§ YOUR TASK
Quote the listing from the line containing "Think you've got what it takes? Locate car in" down to the line containing "[84,38,94,42]", both included, and leave the pictures out.

§ Excerpts from bounding box data
------------------------------------------------------------------------

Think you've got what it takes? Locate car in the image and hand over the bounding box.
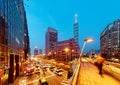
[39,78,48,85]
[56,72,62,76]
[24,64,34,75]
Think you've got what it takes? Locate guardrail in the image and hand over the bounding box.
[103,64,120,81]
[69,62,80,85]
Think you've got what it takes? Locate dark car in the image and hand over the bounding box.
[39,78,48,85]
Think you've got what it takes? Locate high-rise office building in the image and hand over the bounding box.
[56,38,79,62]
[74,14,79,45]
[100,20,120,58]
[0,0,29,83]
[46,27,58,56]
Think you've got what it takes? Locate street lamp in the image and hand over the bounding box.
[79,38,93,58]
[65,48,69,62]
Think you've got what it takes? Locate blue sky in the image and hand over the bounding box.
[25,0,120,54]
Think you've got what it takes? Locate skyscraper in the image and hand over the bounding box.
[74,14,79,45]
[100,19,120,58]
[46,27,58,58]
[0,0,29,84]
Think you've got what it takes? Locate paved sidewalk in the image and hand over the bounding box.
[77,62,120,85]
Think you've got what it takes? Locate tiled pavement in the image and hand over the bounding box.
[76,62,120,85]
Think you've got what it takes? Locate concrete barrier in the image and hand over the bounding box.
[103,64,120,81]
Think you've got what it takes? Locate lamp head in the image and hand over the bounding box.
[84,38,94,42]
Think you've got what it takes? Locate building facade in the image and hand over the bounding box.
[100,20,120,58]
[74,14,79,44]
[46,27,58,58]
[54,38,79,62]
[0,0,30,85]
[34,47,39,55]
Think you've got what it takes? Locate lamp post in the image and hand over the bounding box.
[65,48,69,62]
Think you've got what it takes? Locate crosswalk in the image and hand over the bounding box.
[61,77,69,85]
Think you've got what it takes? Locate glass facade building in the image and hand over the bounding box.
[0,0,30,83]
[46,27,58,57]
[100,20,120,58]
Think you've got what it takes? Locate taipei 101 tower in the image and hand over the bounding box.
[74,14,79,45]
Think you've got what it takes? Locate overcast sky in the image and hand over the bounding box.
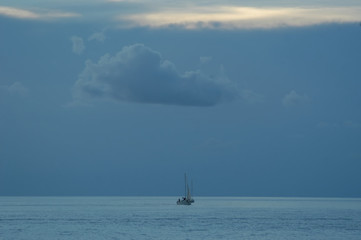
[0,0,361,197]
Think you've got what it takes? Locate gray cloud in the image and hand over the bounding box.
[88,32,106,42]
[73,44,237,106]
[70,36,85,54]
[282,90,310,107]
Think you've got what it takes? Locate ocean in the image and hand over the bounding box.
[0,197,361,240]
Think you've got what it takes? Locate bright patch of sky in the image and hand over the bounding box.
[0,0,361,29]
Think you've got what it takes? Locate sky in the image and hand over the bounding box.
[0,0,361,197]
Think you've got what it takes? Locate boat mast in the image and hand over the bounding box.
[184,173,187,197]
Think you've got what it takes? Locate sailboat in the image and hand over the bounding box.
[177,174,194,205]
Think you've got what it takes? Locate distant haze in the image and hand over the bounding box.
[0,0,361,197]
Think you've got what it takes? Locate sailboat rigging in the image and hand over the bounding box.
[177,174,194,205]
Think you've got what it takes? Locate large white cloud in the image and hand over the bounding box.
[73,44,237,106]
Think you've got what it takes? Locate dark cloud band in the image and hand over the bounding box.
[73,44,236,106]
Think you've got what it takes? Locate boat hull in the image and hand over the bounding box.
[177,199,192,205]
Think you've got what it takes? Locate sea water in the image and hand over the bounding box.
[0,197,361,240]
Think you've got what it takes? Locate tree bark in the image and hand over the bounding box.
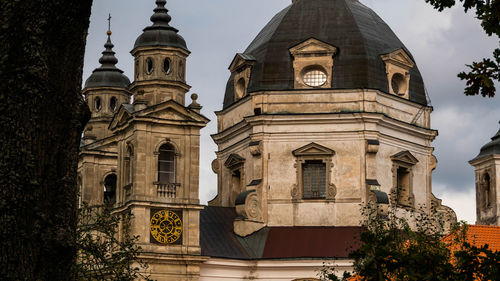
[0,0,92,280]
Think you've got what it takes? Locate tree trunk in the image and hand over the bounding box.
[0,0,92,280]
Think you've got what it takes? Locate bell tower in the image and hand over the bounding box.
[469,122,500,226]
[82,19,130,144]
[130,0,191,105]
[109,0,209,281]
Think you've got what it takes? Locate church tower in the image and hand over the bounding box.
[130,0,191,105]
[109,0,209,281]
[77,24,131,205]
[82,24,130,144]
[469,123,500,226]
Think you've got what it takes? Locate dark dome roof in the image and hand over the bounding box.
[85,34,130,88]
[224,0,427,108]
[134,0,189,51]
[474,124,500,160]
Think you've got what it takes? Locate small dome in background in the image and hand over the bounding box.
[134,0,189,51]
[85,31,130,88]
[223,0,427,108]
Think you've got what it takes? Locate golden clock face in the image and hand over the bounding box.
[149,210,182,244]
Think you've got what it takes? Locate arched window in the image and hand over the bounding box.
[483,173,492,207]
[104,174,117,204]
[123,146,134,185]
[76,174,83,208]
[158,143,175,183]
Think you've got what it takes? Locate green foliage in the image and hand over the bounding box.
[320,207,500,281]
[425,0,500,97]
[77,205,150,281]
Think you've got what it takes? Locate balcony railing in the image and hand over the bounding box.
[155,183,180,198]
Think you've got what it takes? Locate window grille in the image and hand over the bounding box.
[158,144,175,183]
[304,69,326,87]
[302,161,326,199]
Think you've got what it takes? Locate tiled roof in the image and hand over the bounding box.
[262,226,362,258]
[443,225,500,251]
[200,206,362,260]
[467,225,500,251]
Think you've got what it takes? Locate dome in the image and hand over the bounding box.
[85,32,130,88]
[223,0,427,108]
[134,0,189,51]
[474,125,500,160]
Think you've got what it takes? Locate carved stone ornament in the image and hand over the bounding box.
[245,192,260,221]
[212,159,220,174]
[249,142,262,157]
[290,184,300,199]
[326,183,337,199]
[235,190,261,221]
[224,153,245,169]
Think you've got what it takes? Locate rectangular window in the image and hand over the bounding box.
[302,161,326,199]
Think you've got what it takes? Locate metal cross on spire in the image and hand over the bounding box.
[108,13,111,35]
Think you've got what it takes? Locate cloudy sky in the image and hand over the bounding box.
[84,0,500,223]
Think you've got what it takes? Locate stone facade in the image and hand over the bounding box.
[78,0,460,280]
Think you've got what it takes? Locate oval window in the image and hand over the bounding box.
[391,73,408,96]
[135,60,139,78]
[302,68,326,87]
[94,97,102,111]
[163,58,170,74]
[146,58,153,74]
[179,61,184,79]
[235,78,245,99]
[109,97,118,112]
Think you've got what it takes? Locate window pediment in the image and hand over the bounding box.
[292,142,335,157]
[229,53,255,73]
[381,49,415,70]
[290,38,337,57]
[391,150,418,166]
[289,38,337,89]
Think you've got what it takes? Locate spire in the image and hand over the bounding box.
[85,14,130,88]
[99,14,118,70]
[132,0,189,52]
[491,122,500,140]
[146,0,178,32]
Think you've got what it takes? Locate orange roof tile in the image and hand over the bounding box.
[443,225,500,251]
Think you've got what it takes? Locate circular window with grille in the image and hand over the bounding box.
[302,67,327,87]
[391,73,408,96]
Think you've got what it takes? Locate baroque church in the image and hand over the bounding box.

------------------------------------------------------------------------

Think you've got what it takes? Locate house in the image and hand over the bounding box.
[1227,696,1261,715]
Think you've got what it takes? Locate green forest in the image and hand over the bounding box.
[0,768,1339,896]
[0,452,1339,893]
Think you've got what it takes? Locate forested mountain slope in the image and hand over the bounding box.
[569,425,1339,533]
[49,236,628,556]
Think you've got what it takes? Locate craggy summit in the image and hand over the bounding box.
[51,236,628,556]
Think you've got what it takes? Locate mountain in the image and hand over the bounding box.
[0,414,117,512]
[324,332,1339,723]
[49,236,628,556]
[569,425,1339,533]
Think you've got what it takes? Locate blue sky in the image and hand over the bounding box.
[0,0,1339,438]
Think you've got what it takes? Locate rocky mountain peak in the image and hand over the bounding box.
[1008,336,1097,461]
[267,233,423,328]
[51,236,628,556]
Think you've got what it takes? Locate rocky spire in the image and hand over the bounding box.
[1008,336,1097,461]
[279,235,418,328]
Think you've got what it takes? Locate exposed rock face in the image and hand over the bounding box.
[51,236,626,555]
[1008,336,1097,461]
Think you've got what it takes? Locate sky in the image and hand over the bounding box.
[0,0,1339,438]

------------------------------------------------------------------------

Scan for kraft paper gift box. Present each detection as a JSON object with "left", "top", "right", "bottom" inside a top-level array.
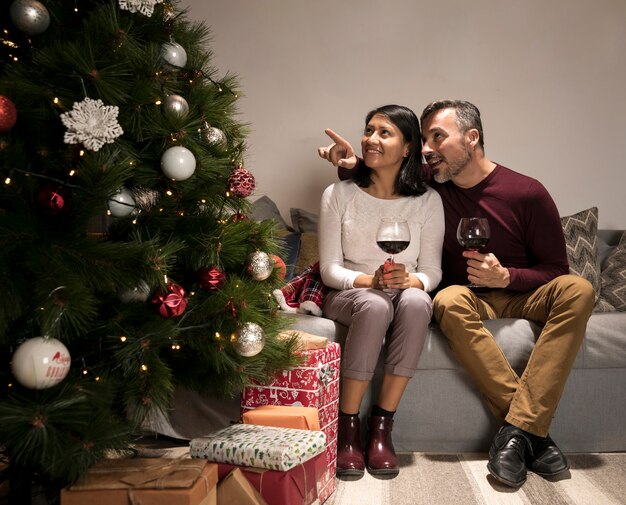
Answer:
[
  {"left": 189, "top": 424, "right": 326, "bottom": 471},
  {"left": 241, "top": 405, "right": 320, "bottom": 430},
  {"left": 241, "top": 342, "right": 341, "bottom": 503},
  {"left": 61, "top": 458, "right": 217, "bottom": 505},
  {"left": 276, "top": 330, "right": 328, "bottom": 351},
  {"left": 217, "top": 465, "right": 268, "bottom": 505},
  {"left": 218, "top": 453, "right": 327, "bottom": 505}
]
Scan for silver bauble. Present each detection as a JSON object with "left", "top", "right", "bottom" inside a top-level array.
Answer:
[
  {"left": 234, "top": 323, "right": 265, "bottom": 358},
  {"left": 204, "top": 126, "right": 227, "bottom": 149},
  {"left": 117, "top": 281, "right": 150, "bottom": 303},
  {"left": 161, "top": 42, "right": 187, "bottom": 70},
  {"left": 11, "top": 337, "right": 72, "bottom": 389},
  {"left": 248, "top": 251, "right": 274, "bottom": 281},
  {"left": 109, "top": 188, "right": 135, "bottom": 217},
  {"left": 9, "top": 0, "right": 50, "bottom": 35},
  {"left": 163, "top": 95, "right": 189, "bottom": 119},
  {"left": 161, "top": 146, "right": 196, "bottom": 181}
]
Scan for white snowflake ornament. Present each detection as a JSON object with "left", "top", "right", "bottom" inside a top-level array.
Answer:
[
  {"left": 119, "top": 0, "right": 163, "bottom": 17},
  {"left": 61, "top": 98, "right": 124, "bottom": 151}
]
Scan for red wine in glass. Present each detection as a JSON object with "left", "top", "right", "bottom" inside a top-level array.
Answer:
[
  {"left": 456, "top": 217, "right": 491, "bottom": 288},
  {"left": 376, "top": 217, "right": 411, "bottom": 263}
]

------------------------------------------------------------------------

§ SOLUTION
Think you've got what it takes? Locate car in the image and hand over the bounding box.
[39,78,48,85]
[56,72,62,76]
[24,64,34,75]
Think you've got what it takes? Locate guardrail in the image and hand over the bounding box.
[103,64,120,81]
[69,62,80,85]
Think you've got what it takes? Locate dark car in the image and hand over the bounding box.
[39,78,48,85]
Think you've got what it takes? Locate high-rise office building in the image and hand over the bounding box.
[56,38,79,62]
[74,14,79,45]
[100,20,120,58]
[0,0,29,83]
[46,27,58,56]
Think you've got what it takes? Locate street lamp in the image and hand over the bounding box.
[79,38,93,58]
[65,48,69,62]
Think you've got what it takes? Locate blue sky in the image and hand over the bounding box.
[25,0,120,54]
Think you've got what it takes? Locate skyscraper in the image and hand over the bounding box.
[74,14,79,45]
[100,19,120,58]
[46,27,58,58]
[0,0,29,84]
Think you've got what it takes? Locate paved sidewalk in the image and hand over the bounding box.
[77,62,120,85]
Think you've got what it takes? Locate tiled pavement in the image and hand over the bounding box.
[76,62,120,85]
Think you've got what it takes? Locate concrete barrier in the image and hand over the bounding box.
[103,64,120,81]
Think you've got what it takes? Locate lamp head in the image and hand over the bounding box.
[84,38,94,42]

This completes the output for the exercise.